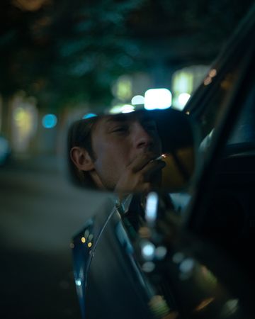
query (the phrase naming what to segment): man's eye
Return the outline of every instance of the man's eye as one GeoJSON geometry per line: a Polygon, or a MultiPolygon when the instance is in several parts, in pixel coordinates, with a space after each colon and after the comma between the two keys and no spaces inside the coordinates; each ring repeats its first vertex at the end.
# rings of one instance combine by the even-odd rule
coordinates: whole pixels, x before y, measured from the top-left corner
{"type": "Polygon", "coordinates": [[[113,133],[125,133],[128,130],[128,128],[127,126],[118,126],[117,128],[114,128],[112,130],[113,133]]]}

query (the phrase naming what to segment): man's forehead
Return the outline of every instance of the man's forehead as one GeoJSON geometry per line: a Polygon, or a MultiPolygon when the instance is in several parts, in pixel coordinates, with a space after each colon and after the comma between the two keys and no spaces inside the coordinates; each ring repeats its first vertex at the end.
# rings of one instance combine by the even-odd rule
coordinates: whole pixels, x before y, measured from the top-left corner
{"type": "Polygon", "coordinates": [[[106,123],[112,122],[128,122],[128,121],[152,121],[153,118],[147,113],[142,112],[132,112],[126,114],[116,114],[113,116],[106,116],[103,121],[106,123]]]}

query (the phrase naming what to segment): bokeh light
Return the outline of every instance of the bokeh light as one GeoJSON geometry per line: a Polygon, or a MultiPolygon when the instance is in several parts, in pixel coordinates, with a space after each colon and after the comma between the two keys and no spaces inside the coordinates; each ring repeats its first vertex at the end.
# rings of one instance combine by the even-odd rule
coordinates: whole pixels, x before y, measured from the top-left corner
{"type": "Polygon", "coordinates": [[[42,120],[42,126],[45,128],[52,128],[57,123],[57,116],[54,114],[46,114],[42,120]]]}

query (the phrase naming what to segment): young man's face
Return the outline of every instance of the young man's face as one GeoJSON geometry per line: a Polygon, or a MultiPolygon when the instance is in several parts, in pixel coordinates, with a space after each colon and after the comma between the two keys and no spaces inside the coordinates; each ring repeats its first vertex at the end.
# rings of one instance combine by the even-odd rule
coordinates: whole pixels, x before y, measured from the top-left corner
{"type": "Polygon", "coordinates": [[[144,113],[109,116],[93,128],[91,176],[100,188],[149,191],[159,186],[164,163],[156,123],[144,113]]]}

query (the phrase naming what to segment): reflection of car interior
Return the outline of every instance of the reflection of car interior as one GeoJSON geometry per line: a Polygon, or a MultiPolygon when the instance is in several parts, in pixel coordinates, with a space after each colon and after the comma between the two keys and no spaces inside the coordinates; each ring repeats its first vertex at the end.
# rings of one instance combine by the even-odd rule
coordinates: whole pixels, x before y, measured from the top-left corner
{"type": "Polygon", "coordinates": [[[253,89],[223,150],[200,228],[203,236],[213,239],[245,267],[254,266],[246,254],[255,233],[254,94],[253,89]]]}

_Exercise instructions_. Please find each line in the items above that contains the word "space" and copy those lines out in full.

_Output of the exercise_.
Return the outline of every instance of the man's eye as one GeoJSON geometry per line: a Polygon, or a MultiPolygon when the instance is in several parts, in pixel coordinates, with a space after each colon and after the comma between the two keys and no spaces inside the coordinates; each ring repeats its first vertex at the end.
Return the outline of every instance of the man's forehead as one GeoJSON geometry per line: a Polygon, or a MultiPolygon when the instance is in several parts, in pixel coordinates, with a space after each colon and after the comma between the two keys and no spaces inside the coordinates; each ring repeats its first vertex at the end.
Return the outline of every instance of the bokeh light as one GeoJSON geometry per line: a Polygon, or a MultiPolygon when the instance is in several parts, in pixel coordinates, with a space after each colon and after the comma between the two keys and no spaces inside the coordinates; each ring repeats its first vertex at the end.
Return the outline of every instance of the young man's face as one GeoJSON geometry per line: a Polygon, or a MultiPolygon when the instance is in several parts, in pixel coordinates, with a space after each colon and after the comma between the two keys and no spaces inside the coordinates; each ring repeats its first vertex at the end.
Return the outline of every instance of the reflection of car interior as one GeoJSON geometry per line: a Polygon, or a MultiPolygon when the instance is in several parts, in pixel coordinates, with a space after each colon and after the comma between the two keys and no spaces inside the coordinates; each ring repeats its first vertex at the end.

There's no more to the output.